• **DATA**:

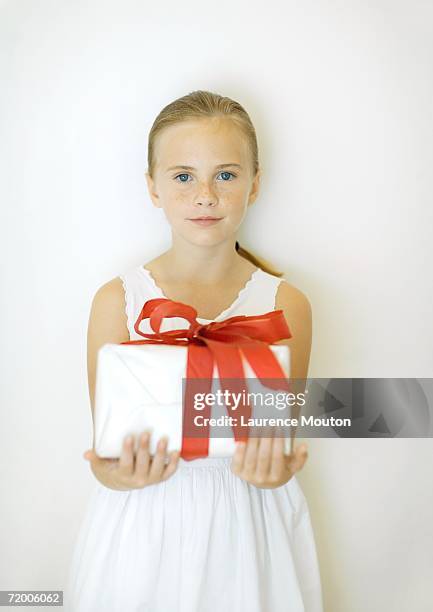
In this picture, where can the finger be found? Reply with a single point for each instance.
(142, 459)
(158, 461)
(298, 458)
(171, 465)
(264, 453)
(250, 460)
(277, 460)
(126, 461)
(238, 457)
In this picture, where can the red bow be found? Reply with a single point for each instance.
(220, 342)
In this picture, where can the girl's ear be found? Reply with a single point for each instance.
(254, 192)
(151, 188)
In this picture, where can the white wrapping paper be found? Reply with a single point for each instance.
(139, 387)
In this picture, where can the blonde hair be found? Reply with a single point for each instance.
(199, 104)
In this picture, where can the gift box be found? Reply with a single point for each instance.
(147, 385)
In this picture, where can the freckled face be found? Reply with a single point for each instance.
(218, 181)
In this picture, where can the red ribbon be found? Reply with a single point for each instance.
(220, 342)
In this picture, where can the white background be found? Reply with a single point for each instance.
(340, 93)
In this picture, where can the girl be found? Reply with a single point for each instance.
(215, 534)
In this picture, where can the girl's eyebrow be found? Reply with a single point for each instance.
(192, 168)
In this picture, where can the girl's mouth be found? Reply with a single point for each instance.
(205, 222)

• **GIVEN INSTRUCTION**:
All lines from the one containing "In this picture, where can the red bow" through the final line of the listing above are to be reproduced exactly; include both and add nothing.

• **REPLY**:
In this picture, where can the red bow be found? Reply with a single point for each instance.
(220, 342)
In this picture, where can the girl's ear be found? Reply with a single point for each instance.
(254, 192)
(151, 188)
In this picture, where can the white wrapping paper be found? Reply with a single point for each instance.
(139, 387)
In this picture, where can the blonde hair be found? Reply with a single point for each instance.
(199, 104)
In this picture, where can the gift box be found? Reply with a single point for each instance.
(147, 385)
In this picture, where can the freckled face be found? Reply with a single point for each instance.
(218, 181)
In this picture, where can the red ribbon be found? Reply with a single point for each instance.
(220, 342)
In this picture, where can the white background be found? Reply with a single point for each instance.
(340, 93)
In this picture, where can the girl be found? Reply with a single point for each instance.
(215, 534)
In this picture, where can the girl's eyebrow be found? Reply with a single point for each instance.
(192, 168)
In this picture, where can the girl's mouth be found? Reply with a single point for each instance.
(205, 222)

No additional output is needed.